[Excerpts from segmentation records]
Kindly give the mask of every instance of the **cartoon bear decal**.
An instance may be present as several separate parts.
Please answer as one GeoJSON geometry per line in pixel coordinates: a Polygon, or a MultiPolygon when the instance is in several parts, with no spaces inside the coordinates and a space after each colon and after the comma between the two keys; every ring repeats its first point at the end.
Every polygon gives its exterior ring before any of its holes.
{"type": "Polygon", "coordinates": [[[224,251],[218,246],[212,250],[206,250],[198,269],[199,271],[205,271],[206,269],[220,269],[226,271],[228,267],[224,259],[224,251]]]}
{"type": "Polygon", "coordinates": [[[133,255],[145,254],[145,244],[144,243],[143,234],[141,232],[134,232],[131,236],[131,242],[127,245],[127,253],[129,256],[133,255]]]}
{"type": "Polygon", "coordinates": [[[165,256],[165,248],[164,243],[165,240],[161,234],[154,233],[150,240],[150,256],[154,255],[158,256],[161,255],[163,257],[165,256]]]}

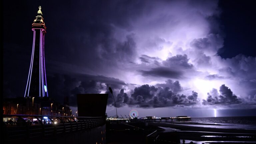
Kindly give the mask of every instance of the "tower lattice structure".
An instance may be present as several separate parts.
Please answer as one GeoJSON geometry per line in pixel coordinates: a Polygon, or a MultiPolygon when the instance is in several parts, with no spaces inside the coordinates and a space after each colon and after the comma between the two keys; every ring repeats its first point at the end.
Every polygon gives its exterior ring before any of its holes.
{"type": "Polygon", "coordinates": [[[41,7],[32,24],[33,44],[24,97],[48,97],[44,57],[44,35],[46,27],[41,7]]]}

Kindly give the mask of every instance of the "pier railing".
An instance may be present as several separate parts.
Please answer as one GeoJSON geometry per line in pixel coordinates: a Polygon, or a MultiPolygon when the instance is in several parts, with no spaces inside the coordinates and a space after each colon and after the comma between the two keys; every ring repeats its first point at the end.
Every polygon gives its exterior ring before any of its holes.
{"type": "Polygon", "coordinates": [[[105,117],[3,115],[4,140],[11,142],[63,136],[102,126],[105,123],[105,117]]]}

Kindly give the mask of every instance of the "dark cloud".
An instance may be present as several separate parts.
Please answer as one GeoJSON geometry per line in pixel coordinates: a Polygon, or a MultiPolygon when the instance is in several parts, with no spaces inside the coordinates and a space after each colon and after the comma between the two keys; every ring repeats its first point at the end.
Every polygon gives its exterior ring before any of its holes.
{"type": "MultiPolygon", "coordinates": [[[[187,97],[173,92],[168,87],[156,88],[144,85],[135,88],[133,92],[129,97],[124,92],[123,90],[121,90],[117,96],[115,97],[117,107],[126,105],[130,107],[144,108],[183,106],[194,105],[199,103],[197,93],[194,91],[192,95],[187,97]]],[[[114,106],[113,98],[110,97],[109,99],[108,104],[114,106]]]]}
{"type": "Polygon", "coordinates": [[[169,87],[172,91],[176,93],[182,90],[182,88],[178,81],[173,82],[172,80],[168,79],[165,81],[165,84],[157,84],[156,86],[160,86],[163,88],[166,87],[169,87]]]}
{"type": "MultiPolygon", "coordinates": [[[[47,84],[49,88],[48,89],[49,97],[60,102],[63,101],[64,97],[69,97],[69,104],[72,106],[77,106],[77,94],[99,93],[102,91],[108,90],[109,86],[115,90],[120,89],[127,85],[117,79],[103,76],[77,74],[73,75],[71,76],[59,74],[48,76],[47,84]]],[[[121,94],[126,94],[122,93],[121,94]]],[[[112,103],[112,98],[110,96],[112,95],[110,95],[109,98],[112,103]]],[[[125,97],[125,96],[123,96],[125,97]]]]}
{"type": "Polygon", "coordinates": [[[165,67],[158,67],[152,68],[148,71],[139,70],[143,76],[163,77],[166,78],[178,79],[182,77],[183,72],[175,69],[165,67]]]}
{"type": "Polygon", "coordinates": [[[208,93],[208,97],[206,100],[203,100],[203,104],[208,105],[230,105],[239,104],[243,102],[243,100],[236,95],[233,94],[233,92],[228,87],[223,84],[220,87],[219,91],[220,94],[218,94],[217,90],[214,89],[208,93]]]}
{"type": "Polygon", "coordinates": [[[214,79],[223,79],[224,78],[224,77],[220,76],[218,74],[209,75],[205,77],[205,78],[209,80],[212,80],[214,79]]]}
{"type": "Polygon", "coordinates": [[[206,67],[212,66],[211,59],[210,56],[207,56],[201,52],[198,53],[197,56],[193,62],[196,63],[198,67],[206,67]]]}
{"type": "Polygon", "coordinates": [[[146,55],[142,55],[139,58],[141,61],[142,63],[147,64],[153,64],[159,66],[161,60],[156,57],[151,57],[146,55]]]}
{"type": "Polygon", "coordinates": [[[193,67],[193,65],[188,63],[188,56],[186,54],[177,55],[163,61],[163,64],[172,68],[181,67],[185,69],[191,69],[193,67]]]}
{"type": "Polygon", "coordinates": [[[219,34],[220,32],[216,32],[216,34],[210,33],[206,37],[194,39],[190,42],[190,46],[205,52],[216,53],[223,46],[224,43],[223,38],[219,34]]]}
{"type": "Polygon", "coordinates": [[[138,96],[141,96],[143,97],[143,101],[146,101],[152,98],[157,91],[157,88],[154,86],[150,86],[147,84],[142,85],[140,87],[135,88],[131,97],[134,100],[136,100],[138,96]]]}

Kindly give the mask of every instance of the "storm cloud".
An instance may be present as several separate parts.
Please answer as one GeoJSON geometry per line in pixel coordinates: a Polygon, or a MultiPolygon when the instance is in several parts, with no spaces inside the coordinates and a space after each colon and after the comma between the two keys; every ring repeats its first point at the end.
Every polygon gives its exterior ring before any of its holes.
{"type": "MultiPolygon", "coordinates": [[[[39,6],[4,3],[4,96],[23,96],[39,6]],[[18,12],[26,16],[9,16],[18,12]],[[10,28],[17,21],[22,36],[10,28]]],[[[221,54],[233,47],[218,1],[41,3],[50,97],[68,96],[72,106],[77,94],[106,93],[108,107],[114,98],[118,107],[255,107],[256,57],[221,54]]]]}
{"type": "Polygon", "coordinates": [[[242,102],[242,100],[233,94],[228,87],[223,84],[220,87],[218,94],[216,89],[213,89],[210,93],[208,93],[206,100],[203,100],[203,104],[207,105],[230,105],[239,104],[242,102]]]}

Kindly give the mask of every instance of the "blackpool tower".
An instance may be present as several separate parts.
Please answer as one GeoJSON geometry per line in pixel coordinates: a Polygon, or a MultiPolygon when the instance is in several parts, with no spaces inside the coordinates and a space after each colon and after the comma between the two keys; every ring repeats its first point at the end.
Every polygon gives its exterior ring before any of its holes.
{"type": "Polygon", "coordinates": [[[32,54],[24,97],[48,97],[44,58],[44,35],[46,27],[41,7],[32,24],[34,33],[32,54]]]}

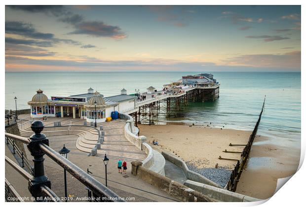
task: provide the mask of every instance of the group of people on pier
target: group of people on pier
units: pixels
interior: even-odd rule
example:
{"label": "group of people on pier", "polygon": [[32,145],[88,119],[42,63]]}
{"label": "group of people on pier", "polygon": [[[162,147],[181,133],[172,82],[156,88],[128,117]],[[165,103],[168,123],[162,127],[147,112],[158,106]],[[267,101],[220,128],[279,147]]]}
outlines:
{"label": "group of people on pier", "polygon": [[141,95],[141,96],[137,97],[137,101],[138,102],[145,101],[146,99],[147,99],[147,96],[145,95]]}

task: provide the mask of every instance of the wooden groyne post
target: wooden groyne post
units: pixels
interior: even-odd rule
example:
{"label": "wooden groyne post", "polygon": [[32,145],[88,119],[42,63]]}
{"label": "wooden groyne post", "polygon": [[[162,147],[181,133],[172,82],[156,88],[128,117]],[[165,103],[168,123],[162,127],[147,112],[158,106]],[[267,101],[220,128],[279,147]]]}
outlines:
{"label": "wooden groyne post", "polygon": [[250,154],[250,151],[251,151],[252,144],[253,144],[253,142],[255,138],[255,136],[257,133],[259,123],[260,122],[260,120],[262,117],[262,114],[264,111],[265,102],[266,96],[265,96],[265,99],[264,100],[264,103],[263,104],[262,110],[259,114],[259,117],[258,118],[257,122],[256,122],[256,125],[254,127],[254,129],[253,130],[252,134],[250,136],[250,138],[249,138],[249,141],[248,141],[247,144],[246,144],[245,147],[244,147],[244,148],[242,151],[240,160],[237,161],[237,164],[236,164],[234,170],[233,170],[231,172],[230,178],[230,180],[229,180],[227,185],[228,190],[230,191],[235,192],[236,191],[236,188],[237,188],[237,184],[239,181],[239,179],[240,178],[241,173],[242,173],[244,165],[246,163],[247,159],[249,157],[249,154]]}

• Work instructions: Pick out and copy each line above that contains the word "task".

• Correct result:
task: provide the mask of every instance of the group of people on pier
task: provide the mask of every instance of the wooden groyne post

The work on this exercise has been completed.